* **Written request**
Return the lines of the material below unchanged, from the line containing "Where can the stone parapet" through the end of the material, both ends included.

* **Object location annotation data**
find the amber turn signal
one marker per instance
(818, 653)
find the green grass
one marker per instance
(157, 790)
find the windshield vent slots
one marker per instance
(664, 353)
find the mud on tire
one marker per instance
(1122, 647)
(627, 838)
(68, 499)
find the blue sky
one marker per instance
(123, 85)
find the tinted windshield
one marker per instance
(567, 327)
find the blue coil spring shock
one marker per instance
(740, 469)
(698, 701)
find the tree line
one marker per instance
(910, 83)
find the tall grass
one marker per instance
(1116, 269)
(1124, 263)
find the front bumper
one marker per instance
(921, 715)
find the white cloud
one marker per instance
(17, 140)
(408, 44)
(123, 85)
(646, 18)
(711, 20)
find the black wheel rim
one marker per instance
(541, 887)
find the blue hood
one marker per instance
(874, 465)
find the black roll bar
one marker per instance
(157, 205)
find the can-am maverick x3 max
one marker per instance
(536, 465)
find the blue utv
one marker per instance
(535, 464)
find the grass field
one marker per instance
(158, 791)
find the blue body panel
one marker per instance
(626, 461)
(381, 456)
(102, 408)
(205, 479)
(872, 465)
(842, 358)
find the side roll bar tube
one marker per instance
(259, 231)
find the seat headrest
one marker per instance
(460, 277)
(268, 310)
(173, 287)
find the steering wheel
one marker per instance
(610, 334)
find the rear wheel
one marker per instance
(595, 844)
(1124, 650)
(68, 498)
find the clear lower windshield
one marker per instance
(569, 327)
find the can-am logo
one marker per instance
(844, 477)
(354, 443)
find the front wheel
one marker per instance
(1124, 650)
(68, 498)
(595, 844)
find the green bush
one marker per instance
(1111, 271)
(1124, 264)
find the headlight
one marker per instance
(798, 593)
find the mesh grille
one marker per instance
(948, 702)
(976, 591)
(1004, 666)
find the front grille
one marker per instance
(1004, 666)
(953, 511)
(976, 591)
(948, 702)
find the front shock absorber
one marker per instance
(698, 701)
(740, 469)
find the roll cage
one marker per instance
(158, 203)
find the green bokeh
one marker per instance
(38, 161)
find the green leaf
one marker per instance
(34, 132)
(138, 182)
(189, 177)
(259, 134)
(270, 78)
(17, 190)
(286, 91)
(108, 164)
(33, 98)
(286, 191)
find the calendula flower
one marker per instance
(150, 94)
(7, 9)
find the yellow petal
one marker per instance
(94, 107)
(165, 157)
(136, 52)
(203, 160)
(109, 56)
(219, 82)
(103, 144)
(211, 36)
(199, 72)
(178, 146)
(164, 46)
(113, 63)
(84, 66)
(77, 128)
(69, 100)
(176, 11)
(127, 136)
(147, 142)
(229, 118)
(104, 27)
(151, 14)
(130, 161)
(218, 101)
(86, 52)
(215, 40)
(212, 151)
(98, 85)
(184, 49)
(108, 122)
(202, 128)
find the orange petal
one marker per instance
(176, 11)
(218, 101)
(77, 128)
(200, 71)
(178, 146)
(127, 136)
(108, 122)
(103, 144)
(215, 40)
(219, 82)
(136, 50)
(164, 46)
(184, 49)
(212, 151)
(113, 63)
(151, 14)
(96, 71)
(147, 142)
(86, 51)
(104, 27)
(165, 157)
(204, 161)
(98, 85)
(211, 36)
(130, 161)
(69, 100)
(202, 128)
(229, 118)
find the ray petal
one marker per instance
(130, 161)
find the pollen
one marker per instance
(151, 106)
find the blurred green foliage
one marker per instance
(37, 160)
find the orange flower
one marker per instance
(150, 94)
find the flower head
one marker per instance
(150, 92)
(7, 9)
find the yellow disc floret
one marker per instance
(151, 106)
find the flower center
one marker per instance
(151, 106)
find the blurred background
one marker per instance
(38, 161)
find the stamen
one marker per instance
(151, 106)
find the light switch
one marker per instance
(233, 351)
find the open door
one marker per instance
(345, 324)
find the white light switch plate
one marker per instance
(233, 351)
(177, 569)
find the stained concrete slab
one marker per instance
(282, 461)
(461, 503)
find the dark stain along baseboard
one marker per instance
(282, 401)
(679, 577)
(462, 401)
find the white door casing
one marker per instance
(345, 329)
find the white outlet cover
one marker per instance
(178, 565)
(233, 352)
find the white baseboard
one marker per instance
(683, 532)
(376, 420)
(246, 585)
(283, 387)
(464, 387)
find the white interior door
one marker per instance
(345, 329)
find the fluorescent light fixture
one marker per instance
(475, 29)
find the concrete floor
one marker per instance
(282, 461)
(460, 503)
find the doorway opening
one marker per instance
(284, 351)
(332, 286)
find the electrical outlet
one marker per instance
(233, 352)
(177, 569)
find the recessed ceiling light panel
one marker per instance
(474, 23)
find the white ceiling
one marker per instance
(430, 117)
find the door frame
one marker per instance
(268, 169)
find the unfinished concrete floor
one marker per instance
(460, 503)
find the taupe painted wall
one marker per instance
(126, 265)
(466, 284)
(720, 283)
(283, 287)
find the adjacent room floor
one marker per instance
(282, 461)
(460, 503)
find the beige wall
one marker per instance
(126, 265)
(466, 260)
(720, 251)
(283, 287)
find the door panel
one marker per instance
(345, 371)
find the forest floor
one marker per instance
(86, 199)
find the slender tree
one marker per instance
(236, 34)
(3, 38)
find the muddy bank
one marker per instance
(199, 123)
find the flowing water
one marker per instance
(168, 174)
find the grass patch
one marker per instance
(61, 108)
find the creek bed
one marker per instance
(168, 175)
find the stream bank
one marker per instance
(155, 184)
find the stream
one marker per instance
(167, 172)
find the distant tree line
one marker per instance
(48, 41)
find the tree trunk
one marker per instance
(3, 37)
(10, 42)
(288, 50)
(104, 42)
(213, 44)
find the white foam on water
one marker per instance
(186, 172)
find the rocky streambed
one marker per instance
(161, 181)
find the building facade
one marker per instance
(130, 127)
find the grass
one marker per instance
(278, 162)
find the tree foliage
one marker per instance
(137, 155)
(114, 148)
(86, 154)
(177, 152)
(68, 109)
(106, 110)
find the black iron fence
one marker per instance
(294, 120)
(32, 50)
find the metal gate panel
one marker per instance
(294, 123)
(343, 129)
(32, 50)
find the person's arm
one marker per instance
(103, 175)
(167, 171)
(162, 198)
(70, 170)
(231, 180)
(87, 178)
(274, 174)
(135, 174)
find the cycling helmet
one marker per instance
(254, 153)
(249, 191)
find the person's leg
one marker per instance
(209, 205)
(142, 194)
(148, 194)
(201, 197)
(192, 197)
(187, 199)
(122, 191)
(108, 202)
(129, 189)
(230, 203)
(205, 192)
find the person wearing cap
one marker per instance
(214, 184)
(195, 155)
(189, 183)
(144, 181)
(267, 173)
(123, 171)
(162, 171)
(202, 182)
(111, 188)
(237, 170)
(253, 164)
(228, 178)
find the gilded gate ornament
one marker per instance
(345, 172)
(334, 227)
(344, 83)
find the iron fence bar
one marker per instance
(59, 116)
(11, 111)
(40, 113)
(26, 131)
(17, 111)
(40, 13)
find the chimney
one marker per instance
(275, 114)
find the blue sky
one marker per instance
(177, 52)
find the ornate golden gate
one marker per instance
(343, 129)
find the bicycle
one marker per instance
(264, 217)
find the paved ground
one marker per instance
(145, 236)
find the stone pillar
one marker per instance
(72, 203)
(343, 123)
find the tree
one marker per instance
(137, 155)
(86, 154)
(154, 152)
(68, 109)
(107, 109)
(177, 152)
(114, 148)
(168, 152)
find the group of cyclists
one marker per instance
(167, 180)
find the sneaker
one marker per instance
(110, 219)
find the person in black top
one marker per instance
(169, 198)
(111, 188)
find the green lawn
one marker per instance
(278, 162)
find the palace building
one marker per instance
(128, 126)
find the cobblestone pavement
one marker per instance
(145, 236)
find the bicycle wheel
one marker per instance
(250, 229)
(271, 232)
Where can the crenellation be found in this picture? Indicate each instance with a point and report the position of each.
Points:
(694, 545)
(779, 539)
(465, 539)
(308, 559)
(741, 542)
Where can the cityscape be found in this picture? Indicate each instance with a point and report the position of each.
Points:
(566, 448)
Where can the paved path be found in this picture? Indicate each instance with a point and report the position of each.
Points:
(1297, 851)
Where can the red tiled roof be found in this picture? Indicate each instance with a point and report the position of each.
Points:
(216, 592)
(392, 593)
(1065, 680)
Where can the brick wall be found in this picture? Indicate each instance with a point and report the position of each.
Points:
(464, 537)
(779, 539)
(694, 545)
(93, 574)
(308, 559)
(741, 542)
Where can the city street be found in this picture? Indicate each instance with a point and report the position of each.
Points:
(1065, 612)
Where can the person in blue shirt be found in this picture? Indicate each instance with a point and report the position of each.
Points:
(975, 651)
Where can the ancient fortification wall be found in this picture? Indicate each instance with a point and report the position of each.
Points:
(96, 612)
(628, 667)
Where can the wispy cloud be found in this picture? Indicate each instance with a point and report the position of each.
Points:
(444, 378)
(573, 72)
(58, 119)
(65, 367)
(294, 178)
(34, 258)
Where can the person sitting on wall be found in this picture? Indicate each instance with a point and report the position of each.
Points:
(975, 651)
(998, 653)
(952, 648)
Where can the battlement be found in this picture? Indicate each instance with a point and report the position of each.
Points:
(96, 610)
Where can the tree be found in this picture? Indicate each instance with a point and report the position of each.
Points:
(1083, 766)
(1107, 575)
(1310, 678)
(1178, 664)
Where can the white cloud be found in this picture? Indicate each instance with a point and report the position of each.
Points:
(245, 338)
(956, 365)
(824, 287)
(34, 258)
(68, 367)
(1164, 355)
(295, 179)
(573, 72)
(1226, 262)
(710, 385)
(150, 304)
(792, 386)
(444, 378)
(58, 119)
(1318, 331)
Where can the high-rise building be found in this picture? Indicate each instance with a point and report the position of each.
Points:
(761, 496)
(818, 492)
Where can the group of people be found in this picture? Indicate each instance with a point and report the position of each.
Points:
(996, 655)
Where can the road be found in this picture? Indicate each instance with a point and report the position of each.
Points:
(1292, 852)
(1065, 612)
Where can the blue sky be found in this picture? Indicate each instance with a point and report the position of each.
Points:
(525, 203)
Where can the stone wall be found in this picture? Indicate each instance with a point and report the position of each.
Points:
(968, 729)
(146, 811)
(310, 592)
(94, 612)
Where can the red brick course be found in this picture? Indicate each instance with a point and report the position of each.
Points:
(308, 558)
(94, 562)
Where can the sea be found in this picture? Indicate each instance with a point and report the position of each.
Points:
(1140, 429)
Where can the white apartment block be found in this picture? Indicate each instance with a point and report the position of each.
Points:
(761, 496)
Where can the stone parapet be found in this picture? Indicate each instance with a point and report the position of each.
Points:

* **Complete answer**
Where can the stone parapet be found in this picture? Indicate each instance with a point and report the position of each.
Points:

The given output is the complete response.